What needs to be done.
Find the line that contains "Indicate the tree trunk" in the entries below. Output it and each later line exactly, and nothing else.

Provided material.
"""

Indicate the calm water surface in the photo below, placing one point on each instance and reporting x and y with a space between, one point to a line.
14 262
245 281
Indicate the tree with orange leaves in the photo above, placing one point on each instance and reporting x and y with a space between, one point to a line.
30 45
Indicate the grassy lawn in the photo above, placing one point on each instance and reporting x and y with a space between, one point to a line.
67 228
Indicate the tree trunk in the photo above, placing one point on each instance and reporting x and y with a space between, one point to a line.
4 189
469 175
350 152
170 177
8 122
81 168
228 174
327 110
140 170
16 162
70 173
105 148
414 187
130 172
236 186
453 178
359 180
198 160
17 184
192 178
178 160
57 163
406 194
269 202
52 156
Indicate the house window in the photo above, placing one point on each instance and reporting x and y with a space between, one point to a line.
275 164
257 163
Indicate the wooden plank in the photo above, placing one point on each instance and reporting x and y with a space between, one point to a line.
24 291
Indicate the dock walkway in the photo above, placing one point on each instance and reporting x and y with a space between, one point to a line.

"""

Response to this exercise.
Indicate the tree trunk in the photo above, placing one point on each instance and reporting x and y with a space between, one point to a line.
4 189
469 175
350 152
170 177
8 122
81 168
228 174
327 110
140 170
16 162
70 173
105 148
414 187
130 172
236 186
453 178
359 180
198 160
17 184
192 178
178 160
57 163
406 194
269 202
52 156
Indicate the house window in the photo above, placing one point on each instance and reporting x and y with a space between, one point to a line.
275 164
257 163
Indicate the wooden plank in the photo above, placing one point on each instance and reporting x and y with a space between, one point to a line.
24 291
Indicate the dock walkway in the photo above, placing one point on each instance and reporting x and y with a space between, one point to a line.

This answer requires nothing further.